▸ **Pointing dataset excerpts**

_ _ _

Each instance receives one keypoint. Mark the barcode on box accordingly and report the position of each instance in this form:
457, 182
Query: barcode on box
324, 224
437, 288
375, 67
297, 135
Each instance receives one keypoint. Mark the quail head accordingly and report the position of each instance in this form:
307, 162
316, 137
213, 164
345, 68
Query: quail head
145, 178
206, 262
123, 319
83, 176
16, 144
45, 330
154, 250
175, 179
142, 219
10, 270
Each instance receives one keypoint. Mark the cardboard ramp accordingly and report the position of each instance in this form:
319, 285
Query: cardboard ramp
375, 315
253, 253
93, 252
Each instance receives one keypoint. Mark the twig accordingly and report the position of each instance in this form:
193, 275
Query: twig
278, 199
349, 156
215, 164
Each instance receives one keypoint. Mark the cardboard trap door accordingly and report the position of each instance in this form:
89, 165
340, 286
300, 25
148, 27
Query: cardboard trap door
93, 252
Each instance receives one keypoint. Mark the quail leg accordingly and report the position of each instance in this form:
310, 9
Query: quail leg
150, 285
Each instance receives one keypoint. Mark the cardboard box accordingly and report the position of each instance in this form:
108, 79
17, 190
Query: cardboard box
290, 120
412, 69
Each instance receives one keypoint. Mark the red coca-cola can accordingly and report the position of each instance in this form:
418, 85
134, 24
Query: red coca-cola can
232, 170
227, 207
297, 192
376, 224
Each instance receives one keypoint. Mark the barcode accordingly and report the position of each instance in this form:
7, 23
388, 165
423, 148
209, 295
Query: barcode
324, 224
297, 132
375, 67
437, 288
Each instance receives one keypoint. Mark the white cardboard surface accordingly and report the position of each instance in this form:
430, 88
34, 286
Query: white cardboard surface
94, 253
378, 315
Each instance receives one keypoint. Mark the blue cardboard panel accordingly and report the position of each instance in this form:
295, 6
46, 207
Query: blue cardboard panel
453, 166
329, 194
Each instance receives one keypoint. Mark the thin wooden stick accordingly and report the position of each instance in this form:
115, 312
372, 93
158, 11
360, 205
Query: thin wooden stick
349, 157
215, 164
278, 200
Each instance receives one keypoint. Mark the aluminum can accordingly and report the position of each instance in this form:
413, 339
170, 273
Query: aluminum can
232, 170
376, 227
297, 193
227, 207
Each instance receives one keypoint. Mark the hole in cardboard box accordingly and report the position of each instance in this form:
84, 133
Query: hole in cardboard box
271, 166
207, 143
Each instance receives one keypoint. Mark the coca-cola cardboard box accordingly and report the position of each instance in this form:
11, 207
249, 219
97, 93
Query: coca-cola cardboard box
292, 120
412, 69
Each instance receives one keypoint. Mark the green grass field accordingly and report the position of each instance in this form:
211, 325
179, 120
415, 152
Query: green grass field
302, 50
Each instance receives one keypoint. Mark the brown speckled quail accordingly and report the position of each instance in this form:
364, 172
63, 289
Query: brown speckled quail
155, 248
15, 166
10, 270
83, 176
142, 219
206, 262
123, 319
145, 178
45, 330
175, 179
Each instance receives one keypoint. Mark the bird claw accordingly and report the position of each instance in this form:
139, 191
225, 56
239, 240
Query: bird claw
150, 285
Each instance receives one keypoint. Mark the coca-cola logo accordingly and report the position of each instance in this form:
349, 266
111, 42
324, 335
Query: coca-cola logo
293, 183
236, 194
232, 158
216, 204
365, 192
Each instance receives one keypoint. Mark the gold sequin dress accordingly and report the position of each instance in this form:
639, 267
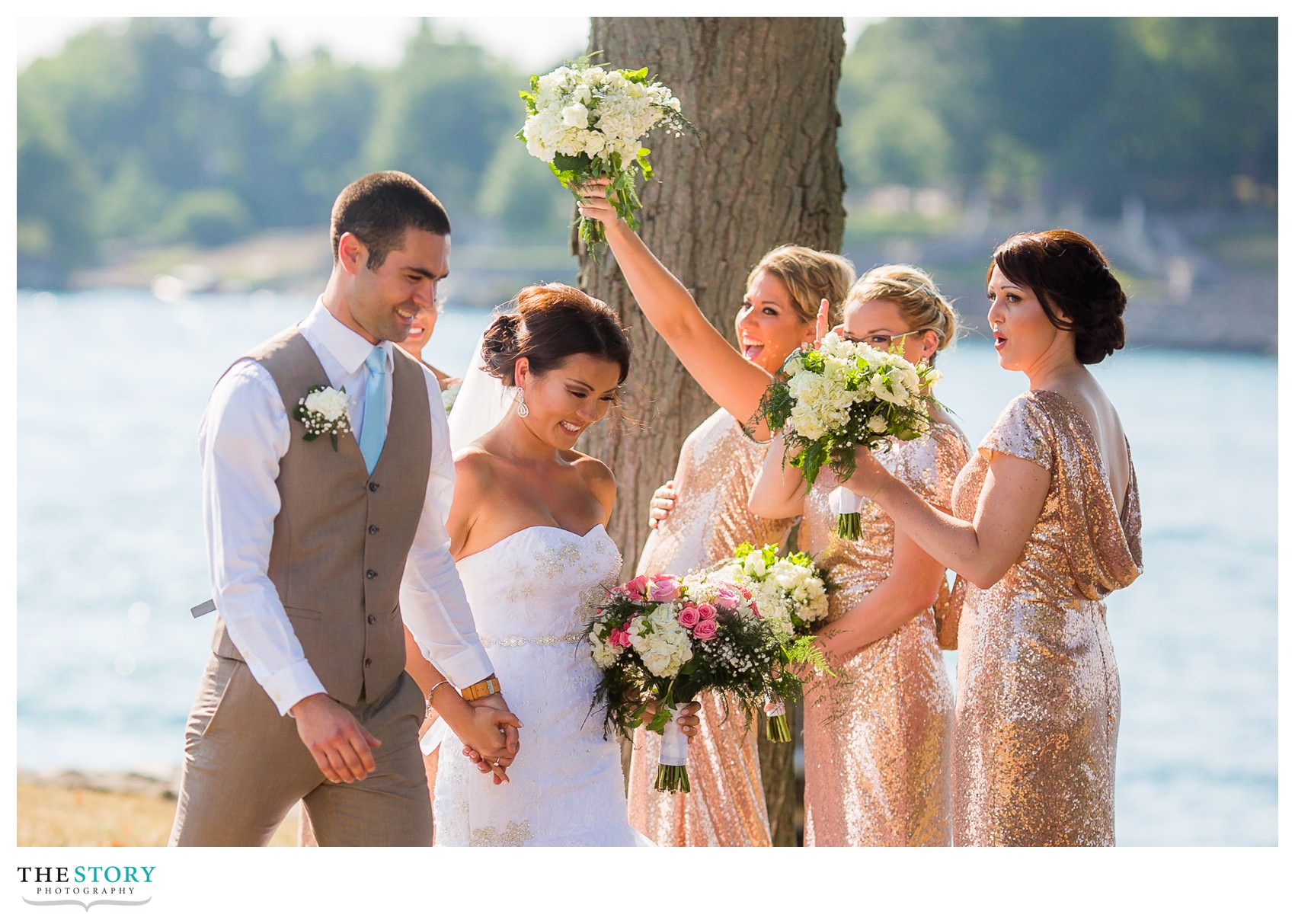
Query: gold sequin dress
877, 734
718, 465
1039, 694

_ _ _

▸ **Exercise brief**
Reproduce each line of the records exactly, and omit every picture.

▸ **Completed exercise**
Each instance receives one keypoint. Mark the barcode on box accordingly and report the position of each instance in this form:
457, 182
Query: barcode on box
324, 224
437, 288
375, 67
297, 135
Each instance receives one keypoint. Mark the quail head accordingly and report the position of each instance in this form:
307, 162
316, 137
213, 164
345, 68
Query: quail head
145, 178
206, 262
123, 319
83, 176
16, 144
45, 330
154, 250
175, 179
142, 219
10, 270
Each instance receives one keypoint. Mark the cardboard ramp accordingly and report the position of each instance in this form:
319, 285
Query: cardboard ramp
375, 315
253, 253
93, 252
Each instance receives one keypoint. Mark the twig accordingly and report the position of each instance in this form:
193, 275
Query: twig
278, 199
349, 156
215, 164
Each instance receives one keypoint. Mark the cardboard trap door accordingly and report the position of each instance in this form:
89, 165
340, 286
300, 25
148, 27
Query: cardboard trap door
93, 252
Each instance receives one keypoint. Mark the quail leg accordingly and report the position of each instance in this form:
310, 9
Query: quail leg
150, 285
Each instance receives one keypoint. Mark the cardboard box accordingly and report the position of each instance in this form:
108, 79
17, 190
Query: cardboard box
290, 120
412, 69
Each instance receives one keypoint. Mark the red coca-cola can accordingly and report the position of each instance in this form:
418, 85
134, 24
Query: red coca-cola can
232, 170
227, 207
297, 192
376, 224
Each instance receives one keypoint. Mark the barcode accordingly and report the position of each instance in this form:
7, 23
388, 165
423, 148
209, 295
Query: barcode
324, 224
297, 132
375, 67
437, 288
Each instance receives one keypoint. Mark the white cardboard surface accordingly and report the position of each instance in this form:
430, 88
34, 286
Query: white cardboard surface
94, 253
378, 315
Each instance receives one keypoint. Mark the blue cardboard panel accordingly and report the position of each instance in this form:
295, 6
46, 207
Query: blue cardboard panel
453, 166
329, 194
Each instance receives one keypoint. Mark the thin wooden stick accordingly and report the position of each instance in this form:
115, 312
372, 93
158, 11
360, 205
Query: thin wooden stick
349, 157
215, 164
278, 200
Each instance receives one keypoint. Mark the aluminum can accordingly and report the position of each instance in this form:
413, 339
170, 273
Query: aluminum can
232, 170
376, 227
297, 193
227, 207
Each instance receives one keypoint. Mark the hole in cardboard box accordingly and report the position of each instance in this form:
84, 133
Query: hole in cardboard box
271, 166
207, 143
Each instance receives one keypoint. Mark the coca-cola cardboard box accordingly and report the position of each instance in this form:
11, 207
249, 219
97, 93
Query: coca-cola cardboard box
292, 120
412, 69
Each instance receives one keypoint. Mark the green grass field accordingly and report the position of each instance in this form:
211, 325
179, 120
415, 152
Query: green grass field
302, 50
Each instance receives one keypoint. Mark the brown speckled quail accordingly and report the position of each instance in this form:
364, 172
63, 289
Query: brown speckled quail
155, 248
15, 166
10, 270
83, 176
142, 219
206, 262
123, 319
145, 178
45, 330
175, 179
Each instance receives one keypoint. Mark the bird claw accordingly and report the position of each instance in this form:
139, 191
225, 56
239, 240
Query: bird claw
150, 285
Each instance receives one keypoint. Mark the coca-cola logo accordingly and report the position of each instance in this form:
349, 266
111, 42
324, 335
Query: coca-cola logo
293, 183
236, 194
232, 158
216, 204
365, 192
Each instance receives one keypoint. Mark the gold sequin dress accordingly and report the position of each instance in this form:
639, 267
Query: gold sequin dress
877, 734
718, 465
1039, 694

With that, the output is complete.